● **Prompt**: Repeat the rows verbatim, starting with the first line and ending with the line that contains "(1233, 405)", with both of those lines included.

[Location identification entries]
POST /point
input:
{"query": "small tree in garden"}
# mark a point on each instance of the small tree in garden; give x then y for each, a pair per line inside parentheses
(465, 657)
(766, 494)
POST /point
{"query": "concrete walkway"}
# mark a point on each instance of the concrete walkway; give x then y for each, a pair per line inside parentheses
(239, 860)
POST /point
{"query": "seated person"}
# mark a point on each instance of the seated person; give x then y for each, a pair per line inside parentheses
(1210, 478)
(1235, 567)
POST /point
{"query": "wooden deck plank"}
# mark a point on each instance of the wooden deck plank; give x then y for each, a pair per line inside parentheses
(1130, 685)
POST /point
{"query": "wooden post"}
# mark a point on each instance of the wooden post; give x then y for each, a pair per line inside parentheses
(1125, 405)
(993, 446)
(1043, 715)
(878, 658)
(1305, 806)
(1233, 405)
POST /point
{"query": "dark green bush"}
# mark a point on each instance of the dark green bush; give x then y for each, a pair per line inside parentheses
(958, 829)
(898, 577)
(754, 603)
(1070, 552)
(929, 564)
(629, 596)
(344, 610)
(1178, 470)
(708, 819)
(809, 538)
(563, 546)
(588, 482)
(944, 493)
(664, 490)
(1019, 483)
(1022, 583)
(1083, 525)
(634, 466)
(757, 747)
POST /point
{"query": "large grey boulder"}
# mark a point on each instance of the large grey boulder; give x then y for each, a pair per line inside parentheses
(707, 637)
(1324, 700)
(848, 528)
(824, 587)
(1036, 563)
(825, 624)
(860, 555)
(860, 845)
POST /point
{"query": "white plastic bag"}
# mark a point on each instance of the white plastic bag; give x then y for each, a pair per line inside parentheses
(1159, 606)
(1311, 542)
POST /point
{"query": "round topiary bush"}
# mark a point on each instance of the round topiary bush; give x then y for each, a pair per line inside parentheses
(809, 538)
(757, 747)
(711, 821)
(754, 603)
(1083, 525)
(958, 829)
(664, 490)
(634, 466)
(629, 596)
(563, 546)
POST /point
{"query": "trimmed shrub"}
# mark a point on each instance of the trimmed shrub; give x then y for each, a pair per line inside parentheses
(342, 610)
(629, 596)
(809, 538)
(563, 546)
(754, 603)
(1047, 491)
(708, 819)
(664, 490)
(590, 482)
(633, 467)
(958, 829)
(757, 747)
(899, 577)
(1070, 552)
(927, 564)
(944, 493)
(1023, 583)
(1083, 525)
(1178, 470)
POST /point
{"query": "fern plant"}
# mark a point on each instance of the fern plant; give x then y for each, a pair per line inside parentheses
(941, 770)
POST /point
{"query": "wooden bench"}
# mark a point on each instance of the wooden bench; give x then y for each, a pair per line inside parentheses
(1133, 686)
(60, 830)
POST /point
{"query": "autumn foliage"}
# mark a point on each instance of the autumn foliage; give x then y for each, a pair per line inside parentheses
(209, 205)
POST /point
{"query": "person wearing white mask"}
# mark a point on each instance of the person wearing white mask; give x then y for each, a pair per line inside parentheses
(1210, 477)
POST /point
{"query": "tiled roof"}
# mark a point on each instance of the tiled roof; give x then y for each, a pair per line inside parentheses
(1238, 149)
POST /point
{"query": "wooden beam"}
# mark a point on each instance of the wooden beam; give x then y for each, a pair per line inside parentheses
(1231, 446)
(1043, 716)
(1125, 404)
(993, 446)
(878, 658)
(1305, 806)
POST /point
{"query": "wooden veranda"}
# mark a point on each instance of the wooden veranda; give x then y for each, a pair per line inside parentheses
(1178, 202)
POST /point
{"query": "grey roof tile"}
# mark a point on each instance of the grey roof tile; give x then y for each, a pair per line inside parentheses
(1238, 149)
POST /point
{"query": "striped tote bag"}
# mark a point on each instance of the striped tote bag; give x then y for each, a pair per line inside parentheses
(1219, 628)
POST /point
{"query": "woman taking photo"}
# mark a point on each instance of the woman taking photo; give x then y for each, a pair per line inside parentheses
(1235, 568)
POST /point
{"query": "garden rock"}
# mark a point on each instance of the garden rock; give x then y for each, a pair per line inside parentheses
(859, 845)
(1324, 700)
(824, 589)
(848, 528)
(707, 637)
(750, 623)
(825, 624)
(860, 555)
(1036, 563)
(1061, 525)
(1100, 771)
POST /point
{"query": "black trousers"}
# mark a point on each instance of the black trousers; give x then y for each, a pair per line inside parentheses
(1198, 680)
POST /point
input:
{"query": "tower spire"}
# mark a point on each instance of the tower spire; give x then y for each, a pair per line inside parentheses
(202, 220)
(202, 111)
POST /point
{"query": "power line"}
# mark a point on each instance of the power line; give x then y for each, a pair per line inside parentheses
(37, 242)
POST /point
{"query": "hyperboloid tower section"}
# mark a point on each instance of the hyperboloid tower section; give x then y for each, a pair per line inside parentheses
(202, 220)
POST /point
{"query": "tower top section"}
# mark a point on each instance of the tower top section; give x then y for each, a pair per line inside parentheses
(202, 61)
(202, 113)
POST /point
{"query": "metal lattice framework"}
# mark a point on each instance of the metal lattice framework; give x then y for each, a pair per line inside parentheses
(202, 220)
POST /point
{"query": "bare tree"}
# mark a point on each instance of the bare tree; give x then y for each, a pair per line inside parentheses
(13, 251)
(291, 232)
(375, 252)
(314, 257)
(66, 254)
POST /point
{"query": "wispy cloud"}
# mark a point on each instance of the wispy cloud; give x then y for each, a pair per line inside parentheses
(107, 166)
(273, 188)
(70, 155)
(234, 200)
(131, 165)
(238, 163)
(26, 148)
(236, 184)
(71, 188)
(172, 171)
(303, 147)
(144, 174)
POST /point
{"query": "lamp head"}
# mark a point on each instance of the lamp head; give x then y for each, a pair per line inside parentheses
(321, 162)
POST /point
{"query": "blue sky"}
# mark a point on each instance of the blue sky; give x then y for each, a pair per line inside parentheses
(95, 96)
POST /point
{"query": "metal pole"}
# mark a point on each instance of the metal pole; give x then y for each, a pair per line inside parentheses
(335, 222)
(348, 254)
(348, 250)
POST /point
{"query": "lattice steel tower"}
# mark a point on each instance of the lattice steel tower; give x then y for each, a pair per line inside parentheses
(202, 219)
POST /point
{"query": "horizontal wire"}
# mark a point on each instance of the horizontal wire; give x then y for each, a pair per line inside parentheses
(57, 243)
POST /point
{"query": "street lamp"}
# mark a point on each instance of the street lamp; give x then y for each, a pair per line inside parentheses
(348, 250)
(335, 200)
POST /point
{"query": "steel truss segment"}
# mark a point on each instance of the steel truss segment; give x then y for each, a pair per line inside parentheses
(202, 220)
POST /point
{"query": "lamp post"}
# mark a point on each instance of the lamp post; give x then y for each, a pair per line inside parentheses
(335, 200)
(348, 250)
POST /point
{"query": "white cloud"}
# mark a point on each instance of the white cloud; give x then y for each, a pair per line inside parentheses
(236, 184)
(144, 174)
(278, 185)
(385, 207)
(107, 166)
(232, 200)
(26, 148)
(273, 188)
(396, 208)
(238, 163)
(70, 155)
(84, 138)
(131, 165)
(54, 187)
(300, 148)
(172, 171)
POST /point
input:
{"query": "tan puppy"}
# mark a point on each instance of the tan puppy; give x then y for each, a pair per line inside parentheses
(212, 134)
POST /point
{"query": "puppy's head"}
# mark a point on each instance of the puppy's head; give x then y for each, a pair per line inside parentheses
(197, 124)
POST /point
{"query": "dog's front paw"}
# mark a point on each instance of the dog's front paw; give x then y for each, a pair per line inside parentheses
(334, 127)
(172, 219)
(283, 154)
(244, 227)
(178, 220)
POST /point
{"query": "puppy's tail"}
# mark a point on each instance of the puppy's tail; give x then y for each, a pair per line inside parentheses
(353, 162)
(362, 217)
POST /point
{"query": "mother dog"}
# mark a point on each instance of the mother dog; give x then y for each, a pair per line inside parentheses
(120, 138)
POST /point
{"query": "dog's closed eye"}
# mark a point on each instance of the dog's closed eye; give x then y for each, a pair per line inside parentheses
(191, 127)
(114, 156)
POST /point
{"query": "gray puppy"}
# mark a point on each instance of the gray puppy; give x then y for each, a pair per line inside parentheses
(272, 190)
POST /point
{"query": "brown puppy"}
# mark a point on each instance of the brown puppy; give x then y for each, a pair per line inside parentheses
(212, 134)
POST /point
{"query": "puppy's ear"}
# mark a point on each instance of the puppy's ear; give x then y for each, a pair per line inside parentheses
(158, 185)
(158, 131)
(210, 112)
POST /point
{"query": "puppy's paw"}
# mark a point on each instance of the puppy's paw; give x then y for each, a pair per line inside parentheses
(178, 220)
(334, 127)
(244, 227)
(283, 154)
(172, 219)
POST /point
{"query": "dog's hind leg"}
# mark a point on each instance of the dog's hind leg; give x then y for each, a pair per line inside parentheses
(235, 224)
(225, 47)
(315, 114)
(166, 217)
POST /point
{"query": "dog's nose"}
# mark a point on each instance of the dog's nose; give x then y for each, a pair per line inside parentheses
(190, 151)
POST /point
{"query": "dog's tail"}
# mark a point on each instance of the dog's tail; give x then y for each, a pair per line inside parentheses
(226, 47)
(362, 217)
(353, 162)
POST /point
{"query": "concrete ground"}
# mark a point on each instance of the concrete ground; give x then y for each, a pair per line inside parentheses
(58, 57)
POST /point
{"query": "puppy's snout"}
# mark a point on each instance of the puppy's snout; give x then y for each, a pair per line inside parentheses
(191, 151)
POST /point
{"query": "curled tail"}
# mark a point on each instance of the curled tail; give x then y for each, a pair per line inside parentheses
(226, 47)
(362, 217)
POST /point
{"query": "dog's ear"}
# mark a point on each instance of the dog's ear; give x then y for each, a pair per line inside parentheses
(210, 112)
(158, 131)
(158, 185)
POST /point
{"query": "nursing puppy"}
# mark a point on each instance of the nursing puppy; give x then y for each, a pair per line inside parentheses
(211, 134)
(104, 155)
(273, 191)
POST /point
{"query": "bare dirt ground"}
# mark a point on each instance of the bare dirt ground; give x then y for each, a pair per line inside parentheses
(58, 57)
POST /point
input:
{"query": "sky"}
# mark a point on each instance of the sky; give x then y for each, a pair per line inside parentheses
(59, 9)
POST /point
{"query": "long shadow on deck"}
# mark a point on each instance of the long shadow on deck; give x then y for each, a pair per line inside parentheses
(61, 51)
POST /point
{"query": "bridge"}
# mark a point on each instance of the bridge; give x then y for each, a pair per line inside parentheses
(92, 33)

● **Complete output**:
POST /point
input:
{"query": "small tree in garden"}
# mark a point on each instance of the small tree in garden; give x then y for each, a pair per line inside parentheses
(465, 657)
(766, 494)
POST /point
{"query": "concrete walkway"}
# mark a point on each instance of the concrete walkway; give x then y for each, a pair per line inside parentheses
(239, 860)
POST /point
{"query": "seated person"}
# mark a point on each instance of the seated person; give x then y for each, a pair per line inside parentheses
(1210, 478)
(1235, 567)
POST /point
{"query": "wooden deck plank"}
# mark a point on each instance of the wooden deck plank; give x then y for each, a pair per line inside parentheses
(1130, 685)
POST /point
{"query": "wooden post"}
# mark a point on each instance of the wooden post; give x then y for each, a pair per line inside parentheses
(1125, 405)
(993, 446)
(1043, 715)
(878, 658)
(1305, 806)
(1233, 405)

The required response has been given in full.